» Source data

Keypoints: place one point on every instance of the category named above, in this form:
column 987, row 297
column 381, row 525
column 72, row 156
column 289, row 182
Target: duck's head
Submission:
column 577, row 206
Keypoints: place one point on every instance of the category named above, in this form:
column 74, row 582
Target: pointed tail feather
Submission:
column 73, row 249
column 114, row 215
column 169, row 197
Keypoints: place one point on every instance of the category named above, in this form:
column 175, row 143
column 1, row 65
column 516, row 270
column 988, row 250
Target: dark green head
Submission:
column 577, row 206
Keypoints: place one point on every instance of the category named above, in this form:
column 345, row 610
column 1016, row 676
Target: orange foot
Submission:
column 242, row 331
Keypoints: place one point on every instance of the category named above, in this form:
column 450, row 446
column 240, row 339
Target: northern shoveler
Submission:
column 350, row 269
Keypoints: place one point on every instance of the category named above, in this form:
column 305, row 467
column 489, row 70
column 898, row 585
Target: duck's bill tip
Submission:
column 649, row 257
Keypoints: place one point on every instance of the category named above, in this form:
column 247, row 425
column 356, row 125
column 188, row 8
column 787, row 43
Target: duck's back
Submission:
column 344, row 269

» Objective
All of the entries above need to be reproduced exactly.

» Worked answer
Keypoints: place one point on every instance of the category named above, in this form:
column 987, row 297
column 381, row 525
column 72, row 156
column 289, row 182
Target: duck's head
Submission:
column 577, row 206
Keypoints: place one point on every instance of the category named above, in this form:
column 74, row 582
Target: pointed tail feather
Submission:
column 73, row 249
column 114, row 215
column 169, row 197
Keypoints: place one point on every instance of the category named above, in this form:
column 175, row 143
column 1, row 65
column 516, row 270
column 988, row 250
Target: dark green head
Submission:
column 577, row 206
Keypoints: place one point on every instance of the category named above, in this form:
column 345, row 610
column 1016, row 676
Target: orange foot
Submission:
column 242, row 331
Keypoints: place one point on every instance of the category named above, in this form:
column 450, row 446
column 240, row 339
Target: northern shoveler
Submission:
column 350, row 269
Keypoints: place one point on every instance of the category named above, in this form:
column 305, row 467
column 489, row 70
column 898, row 585
Target: duck's bill tip
Submission:
column 649, row 257
Keypoints: place one point on every instance of the category named above, in this form:
column 247, row 425
column 356, row 125
column 188, row 8
column 787, row 43
Target: duck's back
Submission:
column 344, row 269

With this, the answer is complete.